# Exercise objective:
For each line in the data below that has the word "blurred", copy that line.

# Source data:
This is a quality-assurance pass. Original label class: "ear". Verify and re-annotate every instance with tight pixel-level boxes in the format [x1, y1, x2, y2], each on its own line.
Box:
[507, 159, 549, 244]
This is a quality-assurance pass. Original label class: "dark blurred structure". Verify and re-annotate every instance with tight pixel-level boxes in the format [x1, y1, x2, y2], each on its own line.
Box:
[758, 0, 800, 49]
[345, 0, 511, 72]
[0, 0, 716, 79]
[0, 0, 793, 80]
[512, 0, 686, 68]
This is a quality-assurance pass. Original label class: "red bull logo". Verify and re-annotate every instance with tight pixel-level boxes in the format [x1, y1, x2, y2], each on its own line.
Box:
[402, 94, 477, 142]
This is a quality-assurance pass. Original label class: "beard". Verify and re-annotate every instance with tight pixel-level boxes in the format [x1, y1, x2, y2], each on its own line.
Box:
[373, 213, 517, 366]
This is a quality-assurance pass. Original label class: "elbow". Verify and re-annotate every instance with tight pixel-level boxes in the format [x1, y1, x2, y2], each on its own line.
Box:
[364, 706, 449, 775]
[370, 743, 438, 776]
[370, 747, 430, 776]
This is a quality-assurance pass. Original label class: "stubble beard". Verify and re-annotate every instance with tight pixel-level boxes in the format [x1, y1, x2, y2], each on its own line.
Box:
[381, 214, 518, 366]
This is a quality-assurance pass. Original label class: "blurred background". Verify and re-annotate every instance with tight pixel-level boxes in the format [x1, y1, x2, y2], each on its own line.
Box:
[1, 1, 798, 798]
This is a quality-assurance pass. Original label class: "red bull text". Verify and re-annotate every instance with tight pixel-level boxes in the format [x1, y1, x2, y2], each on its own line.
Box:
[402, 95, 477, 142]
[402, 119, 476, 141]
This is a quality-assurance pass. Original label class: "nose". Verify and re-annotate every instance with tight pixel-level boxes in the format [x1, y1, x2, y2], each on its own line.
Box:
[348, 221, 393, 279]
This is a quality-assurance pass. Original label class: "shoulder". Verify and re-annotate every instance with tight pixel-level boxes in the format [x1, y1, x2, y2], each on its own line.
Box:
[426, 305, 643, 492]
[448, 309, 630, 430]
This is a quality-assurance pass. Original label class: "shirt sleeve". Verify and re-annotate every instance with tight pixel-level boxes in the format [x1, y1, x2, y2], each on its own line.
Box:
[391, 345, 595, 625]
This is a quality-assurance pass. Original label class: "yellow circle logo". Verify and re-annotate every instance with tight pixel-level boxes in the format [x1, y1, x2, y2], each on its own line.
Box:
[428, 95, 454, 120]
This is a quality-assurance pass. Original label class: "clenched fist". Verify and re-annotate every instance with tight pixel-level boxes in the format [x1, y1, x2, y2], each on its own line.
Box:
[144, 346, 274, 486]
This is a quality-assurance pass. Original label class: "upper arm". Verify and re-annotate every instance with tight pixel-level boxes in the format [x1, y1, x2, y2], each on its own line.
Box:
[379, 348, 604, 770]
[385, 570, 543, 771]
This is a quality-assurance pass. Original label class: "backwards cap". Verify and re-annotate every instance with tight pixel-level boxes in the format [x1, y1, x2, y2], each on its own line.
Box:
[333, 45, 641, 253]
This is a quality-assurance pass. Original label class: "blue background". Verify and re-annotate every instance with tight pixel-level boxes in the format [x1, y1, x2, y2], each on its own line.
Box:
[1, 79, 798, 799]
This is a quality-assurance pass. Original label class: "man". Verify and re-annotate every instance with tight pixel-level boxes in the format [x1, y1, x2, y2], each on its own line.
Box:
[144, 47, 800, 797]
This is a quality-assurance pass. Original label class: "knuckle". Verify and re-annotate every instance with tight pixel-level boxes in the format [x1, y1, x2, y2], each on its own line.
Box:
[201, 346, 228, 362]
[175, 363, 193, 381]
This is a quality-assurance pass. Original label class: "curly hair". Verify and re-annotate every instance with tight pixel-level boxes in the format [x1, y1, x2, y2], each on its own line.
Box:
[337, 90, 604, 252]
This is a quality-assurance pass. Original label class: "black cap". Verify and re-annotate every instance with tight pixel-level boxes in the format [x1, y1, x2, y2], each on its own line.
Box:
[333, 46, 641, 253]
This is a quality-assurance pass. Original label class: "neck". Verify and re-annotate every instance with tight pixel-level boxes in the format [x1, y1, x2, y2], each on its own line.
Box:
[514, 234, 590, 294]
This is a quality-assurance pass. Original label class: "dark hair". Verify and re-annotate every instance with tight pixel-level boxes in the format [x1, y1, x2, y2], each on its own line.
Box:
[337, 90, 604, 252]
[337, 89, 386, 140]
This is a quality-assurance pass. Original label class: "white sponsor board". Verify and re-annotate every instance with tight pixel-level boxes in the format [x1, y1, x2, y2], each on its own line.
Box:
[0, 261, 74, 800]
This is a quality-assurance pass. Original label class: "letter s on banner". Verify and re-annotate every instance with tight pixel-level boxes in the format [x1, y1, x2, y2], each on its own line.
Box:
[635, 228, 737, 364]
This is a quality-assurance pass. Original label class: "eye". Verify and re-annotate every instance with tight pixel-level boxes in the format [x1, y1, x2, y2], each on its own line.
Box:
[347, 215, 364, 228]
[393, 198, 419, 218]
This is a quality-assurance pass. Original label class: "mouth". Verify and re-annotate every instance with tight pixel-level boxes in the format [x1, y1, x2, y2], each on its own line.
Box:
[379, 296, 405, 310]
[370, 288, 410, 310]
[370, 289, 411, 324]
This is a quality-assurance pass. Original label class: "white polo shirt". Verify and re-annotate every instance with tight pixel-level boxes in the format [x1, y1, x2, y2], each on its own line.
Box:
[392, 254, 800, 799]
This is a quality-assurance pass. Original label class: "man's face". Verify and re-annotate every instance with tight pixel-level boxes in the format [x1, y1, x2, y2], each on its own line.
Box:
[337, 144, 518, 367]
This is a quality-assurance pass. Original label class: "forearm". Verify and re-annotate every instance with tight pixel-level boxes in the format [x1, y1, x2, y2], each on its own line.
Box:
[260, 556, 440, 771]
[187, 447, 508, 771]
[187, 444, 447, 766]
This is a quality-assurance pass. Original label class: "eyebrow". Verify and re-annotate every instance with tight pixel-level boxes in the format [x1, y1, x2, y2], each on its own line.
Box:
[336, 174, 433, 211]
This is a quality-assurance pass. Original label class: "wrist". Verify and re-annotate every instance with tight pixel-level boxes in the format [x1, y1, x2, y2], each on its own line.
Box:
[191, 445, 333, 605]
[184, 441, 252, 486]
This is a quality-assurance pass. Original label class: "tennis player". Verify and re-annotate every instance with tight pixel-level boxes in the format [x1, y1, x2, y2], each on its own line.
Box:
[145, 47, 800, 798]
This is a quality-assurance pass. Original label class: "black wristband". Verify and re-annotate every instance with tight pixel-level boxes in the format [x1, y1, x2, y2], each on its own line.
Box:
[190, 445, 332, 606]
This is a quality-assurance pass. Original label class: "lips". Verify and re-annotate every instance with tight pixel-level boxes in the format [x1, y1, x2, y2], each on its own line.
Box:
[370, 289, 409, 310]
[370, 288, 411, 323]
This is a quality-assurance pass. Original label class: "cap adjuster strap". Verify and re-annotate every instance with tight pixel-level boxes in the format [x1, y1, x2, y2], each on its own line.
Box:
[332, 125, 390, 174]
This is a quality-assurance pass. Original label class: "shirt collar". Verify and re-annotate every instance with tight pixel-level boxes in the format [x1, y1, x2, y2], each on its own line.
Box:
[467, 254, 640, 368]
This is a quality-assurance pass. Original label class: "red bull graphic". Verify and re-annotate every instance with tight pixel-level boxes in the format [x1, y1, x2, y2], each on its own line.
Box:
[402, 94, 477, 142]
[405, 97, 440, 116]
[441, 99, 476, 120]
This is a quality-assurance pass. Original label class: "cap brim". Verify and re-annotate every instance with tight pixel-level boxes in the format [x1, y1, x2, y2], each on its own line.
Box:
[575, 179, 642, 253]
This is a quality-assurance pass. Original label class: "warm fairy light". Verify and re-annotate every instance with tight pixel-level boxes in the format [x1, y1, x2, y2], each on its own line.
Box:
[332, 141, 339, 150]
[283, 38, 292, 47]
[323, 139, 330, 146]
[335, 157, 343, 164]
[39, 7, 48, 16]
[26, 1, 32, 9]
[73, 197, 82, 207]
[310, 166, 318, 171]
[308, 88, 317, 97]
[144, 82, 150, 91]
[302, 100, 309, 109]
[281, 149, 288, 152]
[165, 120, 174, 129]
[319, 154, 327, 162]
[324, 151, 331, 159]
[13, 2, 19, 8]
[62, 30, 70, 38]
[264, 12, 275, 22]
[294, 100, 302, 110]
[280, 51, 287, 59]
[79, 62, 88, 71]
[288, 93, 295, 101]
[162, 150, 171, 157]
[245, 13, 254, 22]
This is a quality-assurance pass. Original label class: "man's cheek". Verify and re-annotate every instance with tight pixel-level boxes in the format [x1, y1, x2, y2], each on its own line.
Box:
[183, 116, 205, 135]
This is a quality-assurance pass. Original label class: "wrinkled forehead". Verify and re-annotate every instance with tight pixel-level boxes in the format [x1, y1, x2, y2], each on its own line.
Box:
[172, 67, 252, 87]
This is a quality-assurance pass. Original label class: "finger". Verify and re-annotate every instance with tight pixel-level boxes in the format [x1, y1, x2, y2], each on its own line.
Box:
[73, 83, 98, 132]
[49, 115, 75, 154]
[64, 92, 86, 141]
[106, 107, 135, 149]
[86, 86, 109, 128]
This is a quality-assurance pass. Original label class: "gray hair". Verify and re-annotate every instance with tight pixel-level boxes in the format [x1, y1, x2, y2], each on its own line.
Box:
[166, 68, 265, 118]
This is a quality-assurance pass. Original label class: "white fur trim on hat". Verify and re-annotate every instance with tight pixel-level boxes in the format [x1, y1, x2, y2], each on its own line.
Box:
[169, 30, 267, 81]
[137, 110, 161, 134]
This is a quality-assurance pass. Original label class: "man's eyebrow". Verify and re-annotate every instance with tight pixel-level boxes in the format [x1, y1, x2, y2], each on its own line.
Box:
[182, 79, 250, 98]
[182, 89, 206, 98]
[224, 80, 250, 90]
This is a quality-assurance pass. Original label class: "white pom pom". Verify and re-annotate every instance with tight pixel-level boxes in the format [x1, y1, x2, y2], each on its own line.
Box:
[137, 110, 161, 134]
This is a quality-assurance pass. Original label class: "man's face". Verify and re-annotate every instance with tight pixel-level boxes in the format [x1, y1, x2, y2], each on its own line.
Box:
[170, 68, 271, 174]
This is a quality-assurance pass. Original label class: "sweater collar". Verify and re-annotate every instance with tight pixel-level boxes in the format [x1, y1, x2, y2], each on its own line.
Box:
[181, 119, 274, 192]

# Task answer:
This is a quality-assurance pass. Original label class: "dark blurred structure". Verify and re-annotate every instance with tight pixel-level boxes in the format [x1, y1, x2, y2], each on its own line.
This is a quality-assurance pass. Original label class: "blurred background". Verify and re-annotate every instance with tight pixel-level boxes in the format [x1, y1, x2, y2], each on its own line.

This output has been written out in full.